▶ [Task instructions]: Using the forum thread on square roots below, list every case for the real number k that the reply distinguishes, together with the number of solutions that x² = k has in each case.

▶ [Selected excerpt]:
Is it always true that if $a^2=b$ then $a=\pm\sqrt{b}$?

Question

Is it always true that if $a^2=b$ then $a=\pm\sqrt{b}$ ? I've seen it stated that if $x^2=k$ then $x=\pm\sqrt{k}$ where k is real, but have not seen the more general case, so I'm wondering if there is a reason why not. If this is not true generally, what are some counter examples that could be shown on an Algebra 1 level?

Edit: A better statement of my original question might be this...

It appears that "if $a=b$ then $a+c=b+c$" is universally true regardless of context. Are there contexts in which $a^2=b$ could not be equivalently written as $a=\pm\sqrt{b}$ ? Would any such context be understandable on an Algebra 1 level? Perhaps where still with $a$ and $b$ limited as either complex numbers or expressions with complex coefficients.

Thank you!

Answer 1

In any (commutative) field a quadratic equation like $x^2 = k$ can have at most $2$ solutions. If the field is the field $\Bbb{R}$ of real numbers, then we know that $x^2 = k$ has no solutions if $k < 0$, $1$ solution if $k = 0$ and $2$ solutions if $k > 0$. In the real numbers, we can also conveniently define $\sqrt{k}$ for $k \ge 0$ to be the non-negative solution of $x^2 = k$, so that the solutions of $x^2 = k$ are indeed $x = \pm \sqrt{k}$.

▶ [Recorded information]:
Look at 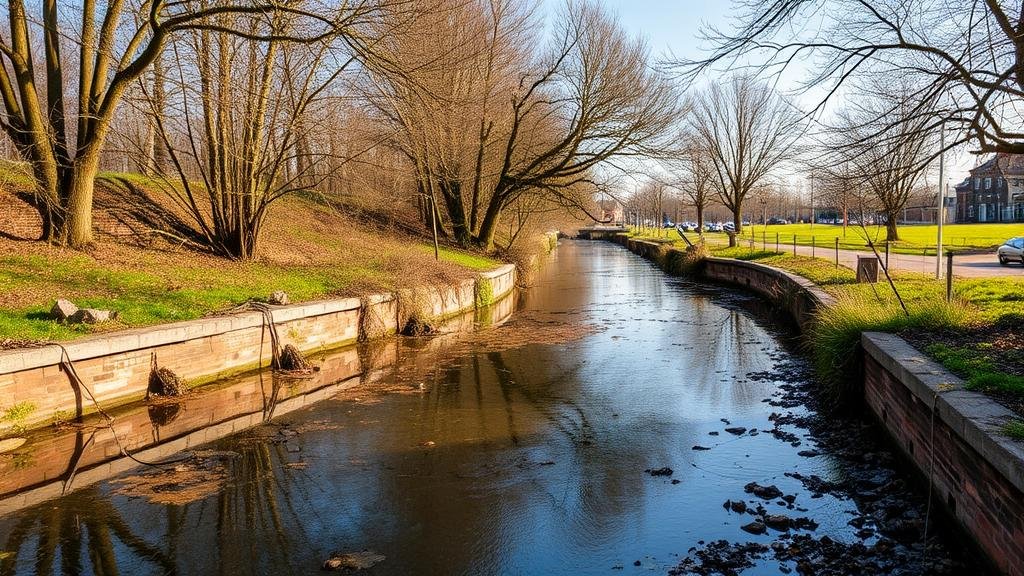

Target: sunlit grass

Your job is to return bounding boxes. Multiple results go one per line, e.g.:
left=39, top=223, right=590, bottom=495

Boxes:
left=742, top=223, right=1024, bottom=255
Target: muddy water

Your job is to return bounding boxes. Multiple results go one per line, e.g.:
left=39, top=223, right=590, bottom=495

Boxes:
left=0, top=242, right=974, bottom=575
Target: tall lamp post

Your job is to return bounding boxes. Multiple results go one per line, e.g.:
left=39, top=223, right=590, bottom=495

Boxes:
left=935, top=125, right=946, bottom=280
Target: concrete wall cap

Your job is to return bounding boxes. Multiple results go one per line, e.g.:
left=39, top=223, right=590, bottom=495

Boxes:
left=860, top=332, right=1024, bottom=492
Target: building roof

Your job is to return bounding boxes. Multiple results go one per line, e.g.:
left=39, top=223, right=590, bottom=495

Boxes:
left=971, top=152, right=1024, bottom=176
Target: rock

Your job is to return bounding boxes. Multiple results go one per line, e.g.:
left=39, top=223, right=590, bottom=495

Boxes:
left=68, top=308, right=118, bottom=324
left=743, top=482, right=782, bottom=500
left=50, top=298, right=78, bottom=322
left=764, top=515, right=791, bottom=532
left=739, top=522, right=767, bottom=534
left=0, top=438, right=27, bottom=454
left=322, top=550, right=385, bottom=571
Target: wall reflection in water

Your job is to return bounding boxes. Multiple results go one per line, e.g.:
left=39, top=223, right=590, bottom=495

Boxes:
left=0, top=243, right=815, bottom=575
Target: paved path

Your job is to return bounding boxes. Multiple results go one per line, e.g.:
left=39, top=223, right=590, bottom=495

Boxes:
left=774, top=241, right=1024, bottom=279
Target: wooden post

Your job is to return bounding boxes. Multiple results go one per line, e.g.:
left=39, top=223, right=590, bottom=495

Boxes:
left=430, top=197, right=441, bottom=260
left=946, top=251, right=953, bottom=302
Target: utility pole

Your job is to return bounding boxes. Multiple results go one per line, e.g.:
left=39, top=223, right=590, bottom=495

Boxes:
left=935, top=124, right=946, bottom=280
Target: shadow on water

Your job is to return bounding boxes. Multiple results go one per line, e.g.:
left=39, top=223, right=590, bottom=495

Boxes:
left=0, top=243, right=983, bottom=575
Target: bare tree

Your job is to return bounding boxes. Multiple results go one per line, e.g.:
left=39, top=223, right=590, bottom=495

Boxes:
left=0, top=0, right=380, bottom=247
left=690, top=75, right=803, bottom=246
left=476, top=2, right=683, bottom=249
left=678, top=0, right=1024, bottom=154
left=673, top=138, right=715, bottom=235
left=140, top=13, right=368, bottom=259
left=830, top=85, right=938, bottom=242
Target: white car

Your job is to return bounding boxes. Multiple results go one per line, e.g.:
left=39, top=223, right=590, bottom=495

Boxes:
left=995, top=237, right=1024, bottom=265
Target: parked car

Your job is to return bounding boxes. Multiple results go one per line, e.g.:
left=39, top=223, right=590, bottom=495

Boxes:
left=995, top=237, right=1024, bottom=265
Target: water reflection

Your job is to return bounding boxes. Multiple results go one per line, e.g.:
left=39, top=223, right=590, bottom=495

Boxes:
left=0, top=243, right=872, bottom=575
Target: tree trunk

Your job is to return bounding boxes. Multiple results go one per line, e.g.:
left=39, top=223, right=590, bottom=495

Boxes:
left=60, top=153, right=99, bottom=248
left=476, top=191, right=503, bottom=252
left=440, top=178, right=473, bottom=243
left=886, top=214, right=899, bottom=242
left=729, top=206, right=743, bottom=248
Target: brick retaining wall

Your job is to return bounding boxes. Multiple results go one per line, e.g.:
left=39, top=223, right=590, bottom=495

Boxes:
left=861, top=332, right=1024, bottom=576
left=598, top=236, right=1024, bottom=576
left=0, top=264, right=516, bottom=431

▶ [Finished task]:
- k < 0: no solutions
- k = 0: 1 solution
- k > 0: 2 solutions